WHAT THE TASK ASKS ▸
What you give back must match the records below word for word.
═══ TASK INPUTS ═══
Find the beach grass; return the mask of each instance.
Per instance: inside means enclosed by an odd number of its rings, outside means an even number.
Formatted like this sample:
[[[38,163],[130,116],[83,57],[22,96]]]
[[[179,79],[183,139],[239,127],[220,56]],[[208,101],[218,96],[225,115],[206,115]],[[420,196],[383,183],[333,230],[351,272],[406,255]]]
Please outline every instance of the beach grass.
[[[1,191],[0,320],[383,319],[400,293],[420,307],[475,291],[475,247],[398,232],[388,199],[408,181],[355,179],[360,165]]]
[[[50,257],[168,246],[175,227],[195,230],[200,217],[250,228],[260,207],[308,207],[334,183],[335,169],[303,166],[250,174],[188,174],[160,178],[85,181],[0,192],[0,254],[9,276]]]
═══
SOLUTION TO THIS EXERCISE ▸
Find the beach grass; return the mask of each instance.
Per instance: inside means enclosed by an odd number of its rings, outside means an even number.
Formatted like this sample:
[[[38,163],[130,116],[83,57],[22,96]]]
[[[179,79],[183,139],[239,127],[220,56]],[[208,101],[218,96],[225,115],[206,115]],[[420,196],[383,183],[333,230],[351,272],[406,255]]]
Please outline every instance of the beach grass.
[[[1,191],[0,320],[383,319],[400,293],[420,307],[475,291],[475,247],[398,232],[388,199],[408,181],[355,179],[360,165]]]
[[[50,257],[168,246],[175,227],[195,230],[200,217],[250,228],[260,207],[308,207],[334,183],[335,169],[303,166],[250,174],[188,174],[160,178],[85,181],[0,192],[0,254],[9,276]]]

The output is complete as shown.